## [O que fazer]
• a. Extraia do texto sobre a promoção da democracia no Médio Oriente o trecho que começa em “O debate sobre a campanha” e segue até “financiamento do terrorismo.”.
• b. Escreva a continuação do texto sobre a promoção da democracia no Médio Oriente, começando logo após a última frase apresentada.

O programa americano de “disseminação da democracia”

Nos meses que antecederam a guerra no Iraque, a Administração Bush relançou o debate sobre a importância da democracia no Médio Oriente e sobre o papel dos Estados Unidos na sua promoção. Para a administração, o derrube do ditador seria parte de um plano mais vasto e ambicioso: a rápida democratização do país, o primeiro passo para desencadear um tsunami democrático que varreria o mundo árabe. Alguns afirmaram que uma campanha pró-democracia no Médio Oriente poderia produzir um boom democrático comparável à onda democrática após a queda do Muro de Berlim. Bush afirmou: “A criação de um Iraque livre no coração do Médio Oriente será um acontecimento marcante da revolução democrática global. A democracia iraquiana será um êxito e esse êxito ressoará de Damasco a Teerão, proclamando que a liberdade pode ser o futuro de cada nação.” (2)

O debate sobre a campanha militar no Iraque acabaria assim por centrar as atenções na questão – aparentemente lateral – da democracia no mundo árabe. Os ataques terroristas de 11 de Setembro vieram contribuir para a emergência deste tema ao quebrar uma suposição antiga em Washington: a que defendia que regimes autocráticos pró-americanos — como o Egipto e a Arábia Saudita — eram escudos eficazes contra o extremismo islâmico. Em vez disso, 15 dos 19 terroristas do 11 de Setembro eram originários da Arábia Saudita, um fiel aliado dos EUA desde a II Guerra Mundial. O 11 de Setembro contribuiu para uma mudança de percepção fundamental em Washington: estes regimes já não funcionam como barreiras contra o terrorismo; são antes responsáveis pelo descontentamento que gera o fenómeno e, no caso da Arábia Saudita, pelo fomento e financiamento do terrorismo.

## [Dados extraídos]

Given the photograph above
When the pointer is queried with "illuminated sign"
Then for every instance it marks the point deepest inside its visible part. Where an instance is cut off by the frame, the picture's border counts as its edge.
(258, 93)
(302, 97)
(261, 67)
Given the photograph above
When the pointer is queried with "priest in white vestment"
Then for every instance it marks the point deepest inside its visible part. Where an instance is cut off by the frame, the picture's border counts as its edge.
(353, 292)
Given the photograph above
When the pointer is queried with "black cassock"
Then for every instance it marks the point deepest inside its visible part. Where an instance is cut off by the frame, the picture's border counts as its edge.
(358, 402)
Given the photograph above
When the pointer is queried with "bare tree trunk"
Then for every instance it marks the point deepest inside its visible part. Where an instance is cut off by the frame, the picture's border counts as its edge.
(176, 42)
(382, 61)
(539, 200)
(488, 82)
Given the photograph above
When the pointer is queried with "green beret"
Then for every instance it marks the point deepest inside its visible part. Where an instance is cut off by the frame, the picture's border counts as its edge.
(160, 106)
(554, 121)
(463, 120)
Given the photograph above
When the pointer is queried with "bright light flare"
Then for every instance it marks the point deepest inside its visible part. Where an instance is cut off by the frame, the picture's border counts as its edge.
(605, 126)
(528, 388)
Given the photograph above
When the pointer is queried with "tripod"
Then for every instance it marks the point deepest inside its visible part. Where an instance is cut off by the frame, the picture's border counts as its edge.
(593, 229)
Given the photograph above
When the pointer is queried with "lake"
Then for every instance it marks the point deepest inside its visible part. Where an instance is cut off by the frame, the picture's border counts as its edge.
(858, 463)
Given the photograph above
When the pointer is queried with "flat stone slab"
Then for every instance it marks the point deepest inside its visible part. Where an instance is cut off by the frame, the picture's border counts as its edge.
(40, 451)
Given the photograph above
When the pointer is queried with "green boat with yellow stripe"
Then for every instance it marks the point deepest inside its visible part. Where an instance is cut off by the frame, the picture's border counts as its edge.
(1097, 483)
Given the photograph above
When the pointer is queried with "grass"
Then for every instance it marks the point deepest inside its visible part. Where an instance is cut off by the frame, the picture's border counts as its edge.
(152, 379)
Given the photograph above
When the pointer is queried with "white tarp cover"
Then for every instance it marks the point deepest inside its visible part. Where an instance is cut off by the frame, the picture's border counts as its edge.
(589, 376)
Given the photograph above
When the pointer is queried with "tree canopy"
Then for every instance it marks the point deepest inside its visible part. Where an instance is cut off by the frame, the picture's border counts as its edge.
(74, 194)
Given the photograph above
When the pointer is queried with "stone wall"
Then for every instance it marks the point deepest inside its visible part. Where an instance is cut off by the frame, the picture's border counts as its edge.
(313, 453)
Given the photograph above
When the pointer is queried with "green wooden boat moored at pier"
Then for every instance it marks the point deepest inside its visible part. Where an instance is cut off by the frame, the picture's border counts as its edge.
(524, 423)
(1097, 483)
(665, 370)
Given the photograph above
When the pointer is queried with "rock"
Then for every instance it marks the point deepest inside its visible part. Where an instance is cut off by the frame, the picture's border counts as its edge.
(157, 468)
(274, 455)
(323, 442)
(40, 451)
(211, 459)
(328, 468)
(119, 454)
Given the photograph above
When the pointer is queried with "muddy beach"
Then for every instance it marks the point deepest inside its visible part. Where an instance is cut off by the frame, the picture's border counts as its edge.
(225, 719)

## [Respostas por ordem]
• a.
O debate sobre a campanha militar no Iraque acabaria assim por centrar as atenções na questão – aparentemente lateral – da democracia no mundo árabe. Os ataques terroristas de 11 de Setembro vieram contribuir para a emergência deste tema ao quebrar uma suposição antiga em Washington: a que defendia que regimes autocráticos pró-americanos — como o Egipto e a Arábia Saudita — eram escudos eficazes contra o extremismo islâmico. Em vez disso, 15 dos 19 terroristas do 11 de Setembro eram originários da Arábia Saudita, um fiel aliado dos EUA desde a II Guerra Mundial. O 11 de Setembro contribuiu para uma mudança de percepção fundamental em Washington: estes regimes já não funcionam como barreiras contra o terrorismo; são antes responsáveis pelo descontentamento que gera o fenómeno e, no caso da Arábia Saudita, pelo fomento e financiamento do terrorismo.

• b.
Bush admitiu que “sessenta anos em que as nações ocidentais desculparam e se acomodaram à falta de democracia no Médio Oriente, não contribuíram para nos tornar mais seguros, porque, a longo prazo, a estabilidade não pode ser comprada à custa da liberdade.” (3) Efectivamente, os EUA preferiram não se envolver nas questão internas dos regimes árabes devido à importância dos seus “relacionamentos estratégicos” com esses regimes: o petróleo; a contenção do expansionismo soviético, do Iraque e do Irão; a estabilidade de Israel; a contenção do comunismo no Sudeste Asiático e a aquisição de bases militares. Ajudaram assim a consolidar a percepção da “excepção democrática” do Médio Oriente.

O ex-secretário de Estado, Colin Powell, contrariou esta ideia ao afirmar: “Rejeitamos a noção condescendente de que a democracia não se desenvolverá no Médio Oriente ou que haja uma região do mundo que não possa suportar a democracia.” (4) O discurso mais marcante foi, contudo, proferido pela Secretária de Estado norte-americana, Condoleezza Rice, no Cairo, em Maio de 2005. Rice disse que o objectivo dos EUA era ajudar os povos do Médio Oriente a encontrar uma via democrática própria; não impor um modelo democrático ao estilo americano. Rice disse que no mundo árabe “o receio da escolha livre não pode justificar a negação da liberdade” e que “é tempo de abandonar as desculpas apresentadas para evitar as dificuldades inerentes ao processo democrático”.

O discurso coincidiu com a decisão do presidente Mubarak de realizar, pela primeira vez, eleições presidenciais competitivas, isto é, com a participação de vários candidatos. Rice elogiou a medida inédita, mas criticou o regime por lançar mão de tácticas para intimidar a oposição. Rice apelou ainda a que as eleições decorressem de forma livre e justa e que fossem acompanhadas por monitores internacionais. A secretária de Estado também se referiu à decisão do regime saudita de realizar eleições municipais, as primeiras na sua história. Aludiu, porém, ao facto do regime não permitir a participação das mulheres e de ter encarcerado três activistas que tinham apresentado uma petição solicitando mudanças políticas no país.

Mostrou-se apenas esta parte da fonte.